*To do:*
(a) In the CF conventions notes, why is there a strong preference against adding a new capability when an existing method already serves the same purpose?
(b) Repeat the CF conventions notes starting with "Our rules show" and going on through "process of discussion.", swapping "unanimous" for "universal".
(c) Pick up the CF conventions notes after their last line and keep writing.

*Excerpted passage:*
4. Is one week enough for the final approval of standard names, or should it be three weeks?
- The 1 week period was originally instigated as a compromise, reflecting that standard name discussions are generally shorter and easier than conventions changes.
Wrapping things and publishing in a timely manner is nice and useful for the community.
- With 1 week you can easily get caught out by being on vacation, etc.
Is 2 weeks a better compromise?
- With a longer delay we don’t tend to get more comments, so a longer time could seem like a needless delay.
- The risk of missing one person’s contribution is relatively low in a standard name discussion. It’s unlikely that the new name will be “wrong”, and we have means for correcting mistakes.
- DECISION: No change to the current rule.
5. How we agree changes
- We do this by consensus.
Our rules show that this does not mean unanimous support (which allows for people who don’t mind, or haven’t followed, to accept the general decision).
It means absence of objection to the agreed text, plus a requirement for some explicit support.
The only expertise we have to assure quality is our process of discussion.
- We also have a rule that if the discussion reaches an impasse, it can go to a meeting of the committee.
The committee has never yet needed to make decision in this way.
- When a discussion gets very polarised, we should take a step back and appoint a neutral moderator to try to break the impasse.
- DECISION: No change to rules.
6. When we should revisit changes
- Recent discussions (#400 and #401 have suggested alternative ways of doing things that are already in the CF conventions.
- We have a design principle of “a strong preference against introducing any new capability to the conventions when there is already some method that can adequately serve the same purpose (even if a different method would arguably be better than the existing one)”, the aim of which is to limit the complexity of CF, and because all previous conventions must continue to be supported for the sake of archived datasets.
- For the existing standard (i.e. CF-1.x), stability is more important than fixing imperfections. Alternative approaches that address imperfections are possibly a case for CF-2.x.
- It is hard for some communities to get into aspects of CF (particularly standard names) when they are failing to get what they want due to the way things have been done to date. The landscape has changed since 2003, so re-evaluating old decisions is not a bad thing.
- Just saying “we don’t do it like that” is not always constructive, especially when it doesn’t provide any solutions.

*Data extract:*
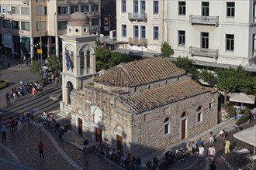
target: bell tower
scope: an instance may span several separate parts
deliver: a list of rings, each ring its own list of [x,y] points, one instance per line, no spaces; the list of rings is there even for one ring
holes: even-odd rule
[[[73,90],[80,90],[96,74],[95,55],[97,35],[90,35],[90,25],[85,14],[74,12],[67,20],[67,33],[62,39],[62,101],[61,110],[71,104]],[[63,112],[62,112],[63,113]],[[61,115],[67,117],[67,115]]]

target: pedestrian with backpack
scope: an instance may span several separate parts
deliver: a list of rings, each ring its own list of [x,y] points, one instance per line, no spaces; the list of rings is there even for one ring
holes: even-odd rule
[[[5,128],[5,125],[2,126],[1,134],[2,134],[2,142],[5,143],[5,141],[6,141],[6,128]]]

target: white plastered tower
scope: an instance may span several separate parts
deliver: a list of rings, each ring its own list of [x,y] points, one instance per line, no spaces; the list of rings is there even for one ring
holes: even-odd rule
[[[60,114],[67,117],[71,111],[70,94],[81,90],[96,74],[97,35],[90,35],[89,23],[82,12],[73,13],[67,21],[67,34],[62,39],[62,101]]]

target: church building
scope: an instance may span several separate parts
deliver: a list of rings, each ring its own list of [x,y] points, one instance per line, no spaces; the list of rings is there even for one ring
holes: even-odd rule
[[[144,155],[217,124],[218,91],[199,84],[168,58],[121,63],[98,76],[97,37],[86,33],[86,21],[82,13],[72,14],[61,36],[61,110],[68,112],[77,135]]]

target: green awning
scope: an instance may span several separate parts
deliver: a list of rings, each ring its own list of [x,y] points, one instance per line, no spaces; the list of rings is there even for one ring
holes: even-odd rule
[[[20,48],[24,53],[30,53],[30,38],[22,37],[20,44]]]
[[[19,36],[12,36],[12,42],[14,43],[18,43],[19,44],[20,43],[20,39],[19,39]]]

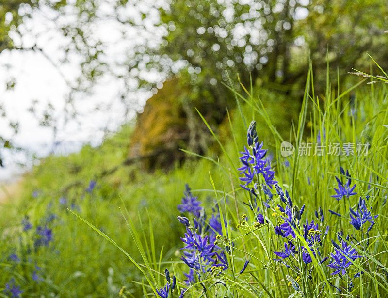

*Answers to the tasks:*
(a) The aim is to limit the complexity of CF. Also, all previous conventions must continue to be supported for the sake of archived datasets.

(b)
Our rules show that this does not mean universal support (which allows for people who don’t mind, or haven’t followed, to accept the general decision).
It means absence of objection to the agreed text, plus a requirement for some explicit support.
The only expertise we have to assure quality is our process of discussion.

(c)
- People often use layers of standards, e.g. netCDF - CF - SeaDataNet/CMIP. CF provides the solid foundations on which others can build.
However, such layers are fine only up to the point when what needs to be built on CF needs to modify parts of CF itself.
7. Our relationship to other standards
- If CF wants to include something for which there is already a convention, should it be re-implement in a “CF-way”, or just say “we follow convention X”.
There are pros (e.g. we don’t need to reinvent a wheel) and cons (e.g. convention X will certainly evolve, and we have to keep track of that) with both approaches.
- One case where we have done this is with the biological taxa, which defers to a well defined authority.
Another is UDUNITS (following COARDS).
- We should ask ourselves if we can map between other standards (interoperability, sufficiently distinct). This is a separate question as to whether our representation looks exactly like another standard.
- Different standards have different purposes, and you can’t be interoperable with every standard. The purpose of CF is to make our data usable, and that trumps interoperability if need be.
- Where does CF end, and other standards begin? So long as we’re clear where we are in relation to these things, that’s OK. We don’t have to represent everything within CF ourselves.
- We should embrace the fact that other communities have often thought about things more deeply than we have, and take advantage of that.
- This sort of question might be well served by forming off-line discussion groups (as has been successful in the past).
- DECISION: We will set up an offline discussion group for the question of interoperability between the CF calendars and OGC/ISO.